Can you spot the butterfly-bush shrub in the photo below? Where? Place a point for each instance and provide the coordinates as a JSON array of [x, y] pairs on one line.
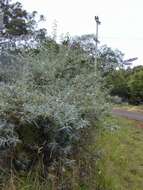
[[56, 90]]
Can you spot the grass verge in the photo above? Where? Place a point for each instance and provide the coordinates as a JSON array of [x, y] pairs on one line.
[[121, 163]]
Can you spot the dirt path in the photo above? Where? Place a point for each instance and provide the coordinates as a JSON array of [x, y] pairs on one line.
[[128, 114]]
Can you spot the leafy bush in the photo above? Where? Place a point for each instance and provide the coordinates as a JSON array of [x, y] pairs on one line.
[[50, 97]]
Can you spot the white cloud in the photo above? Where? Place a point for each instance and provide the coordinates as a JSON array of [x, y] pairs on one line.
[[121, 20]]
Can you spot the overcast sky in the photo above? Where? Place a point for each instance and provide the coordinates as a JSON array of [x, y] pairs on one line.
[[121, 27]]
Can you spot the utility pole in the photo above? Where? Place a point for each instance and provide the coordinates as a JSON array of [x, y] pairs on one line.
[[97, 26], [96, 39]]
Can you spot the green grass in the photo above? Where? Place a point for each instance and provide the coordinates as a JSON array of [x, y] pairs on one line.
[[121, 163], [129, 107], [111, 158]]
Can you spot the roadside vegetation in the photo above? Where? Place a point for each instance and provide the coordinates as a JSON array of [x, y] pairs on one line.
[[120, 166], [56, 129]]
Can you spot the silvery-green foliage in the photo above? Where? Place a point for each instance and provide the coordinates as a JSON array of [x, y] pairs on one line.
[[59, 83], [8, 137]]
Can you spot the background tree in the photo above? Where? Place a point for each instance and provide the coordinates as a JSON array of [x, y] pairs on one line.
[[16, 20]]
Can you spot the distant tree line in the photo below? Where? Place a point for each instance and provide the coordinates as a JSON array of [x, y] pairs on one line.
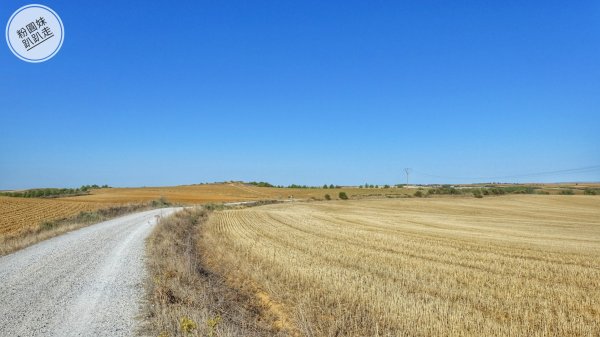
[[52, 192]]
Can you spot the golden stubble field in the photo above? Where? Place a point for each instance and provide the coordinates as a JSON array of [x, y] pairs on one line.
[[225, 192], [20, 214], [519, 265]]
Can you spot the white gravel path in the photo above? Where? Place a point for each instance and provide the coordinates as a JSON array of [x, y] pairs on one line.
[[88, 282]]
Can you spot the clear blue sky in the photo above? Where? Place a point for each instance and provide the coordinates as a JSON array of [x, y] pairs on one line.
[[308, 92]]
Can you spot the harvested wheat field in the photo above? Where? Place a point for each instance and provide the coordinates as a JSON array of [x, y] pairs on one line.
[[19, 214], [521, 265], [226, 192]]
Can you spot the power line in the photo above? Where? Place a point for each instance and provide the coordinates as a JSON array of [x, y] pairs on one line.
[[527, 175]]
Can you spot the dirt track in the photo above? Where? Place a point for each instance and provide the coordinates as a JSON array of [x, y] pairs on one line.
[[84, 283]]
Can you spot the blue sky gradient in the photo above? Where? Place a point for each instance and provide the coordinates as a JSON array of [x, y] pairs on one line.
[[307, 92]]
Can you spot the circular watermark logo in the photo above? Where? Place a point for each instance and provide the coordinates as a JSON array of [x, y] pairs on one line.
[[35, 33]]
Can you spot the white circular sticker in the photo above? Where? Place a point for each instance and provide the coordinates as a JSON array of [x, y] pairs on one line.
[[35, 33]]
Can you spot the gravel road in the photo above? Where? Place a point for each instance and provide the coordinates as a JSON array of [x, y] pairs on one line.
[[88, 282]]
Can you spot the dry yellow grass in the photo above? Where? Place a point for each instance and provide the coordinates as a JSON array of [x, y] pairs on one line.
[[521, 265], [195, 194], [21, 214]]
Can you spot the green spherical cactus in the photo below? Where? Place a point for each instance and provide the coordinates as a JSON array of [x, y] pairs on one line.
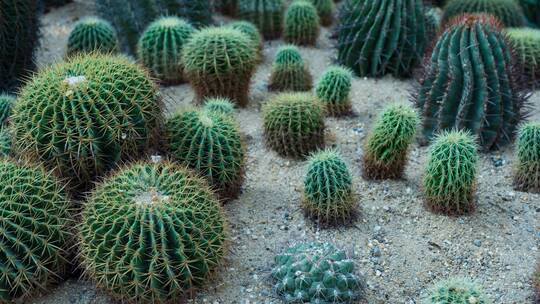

> _What you have to do_
Copy every row above word for word, omitting the pictures.

> _Answer to the exercise_
Can you spot the butterfly-bush shrub in the photo below? Where? Place a point for each instance and provide the coordinates as a JSON array of [x, y] pairs on one line.
[[56, 90]]
Can you spot the grass verge in the photo above? Where? Place a point for each instance and provide the coordinates as a JSON array of [x, y] pairs on one line.
[[121, 163]]
Can you spot the dirt path in the photo above? Where? Place a point for each instance and provide the coordinates as a JSON array of [x, y] pairs on one line.
[[128, 114]]
Can you spot the leafy bush in the photo above? Where? Place a point for each instance and provide the coordinates as a JSON array of [x, y] pairs on one line.
[[50, 97]]
Can you spot the white cloud in the photo above? Where? Place a point for each instance and provide the coordinates as a JSON array of [x, y] pairs on one line.
[[121, 20]]
Can you spot the overcast sky in the photo above? Where? Place a point for each instance and provide the coordinates as a JSON array of [x, y] pairs on one line.
[[121, 27]]
Can you spot the utility pole in the photo above? Where? Place a point for each instance and provide the coordinates as a JSON array of [x, y] pairs on one line.
[[97, 26], [96, 39]]
Can you spot the green grass in the photo above? Where? Place a point for each instance and provide the coordinates as a JSON array of [x, y] pairs on one line.
[[121, 163], [129, 107], [111, 158]]
Can you spot the roadside vegetation in the photo above? Where? Place a point for each instance and provide the coordinates as a JSON array of [x, y] pairs on one line.
[[120, 166], [56, 129]]
Can you spot the silvery-green foliage in the photo above? Where? Place a point for each instance and provide the coordinates as a JSON array of [x, y] pairs on one line.
[[59, 83], [8, 137]]
Can you spot the background tree in the photo above? Where? Place a point for each instance and provide the coordinates as a JSON array of [x, y] pairs on one line.
[[16, 20]]
Can you spot the distant tree line in the photo below? Where? Place a point for each instance and provide the coordinates as a JSON array of [x, y] pairs on one line.
[[52, 192]]
Can you spot the golden stubble field in the photo above? Where? Place a point for each instance and provide the coordinates as a JSON array of [x, y] pairs on one line.
[[225, 192], [20, 214], [519, 265]]
Can you spot the white gravel path in the photo above? Where? Place a point for each instance and provide the coordinates as a JSON array of [x, y] pairs on one line.
[[88, 282]]
Can you spot the clear blue sky in the photo above? Where? Place a point for each instance and provide the coordinates as a JSON array of [x, y] pairs on one line.
[[308, 92]]
Can you spot the harvested wheat field in the photo above? Where? Place a point for each instance and provide the coordinates as a JSON array of [x, y] pairs on one line.
[[19, 214], [521, 265], [226, 192]]
Can you spot the power line in the photo above? Where? Place a point for each instance and provide the coordinates as a JSON array of [x, y] pairs on one line.
[[527, 175]]
Can you spot the dirt track in the photo above? Where? Place a point for each instance and provide the coordinates as a JSON array of [x, y] pairs on one line.
[[84, 283]]
Can you spot the blue sky gradient in the photo above? Where? Place a point for each instance and provide the coordinates as a JSON array of [x, y] pairs on one line.
[[307, 92]]
Can you spot the circular watermark logo in the photo above? Where? Place a point for each instance and provide the coordinates as a JSON array of [x, y] pairs on one line.
[[35, 33]]
Can you spot the white circular sticker in the photo above? Where? Place a point for each instance and provide the coordinates as a JSON array of [x, y] pairs on one line.
[[35, 33]]
Can you spot the gravel road in the photo above? Where? Place a point for each instance and provide the coordinates as a JSON array of [x, y] pairs on one line.
[[88, 282]]
Can you spot the dry yellow grass in the photo above? Where? Place a point for each instance and provide the coordinates as a JSON array of [x, y] pairs on one line.
[[521, 265], [195, 194], [21, 214]]
Can you spot the green spherical cactus in the photo below? Where? Place a point for each instance and provide the coordinates as a JSON array of [x, y] pairs on one line.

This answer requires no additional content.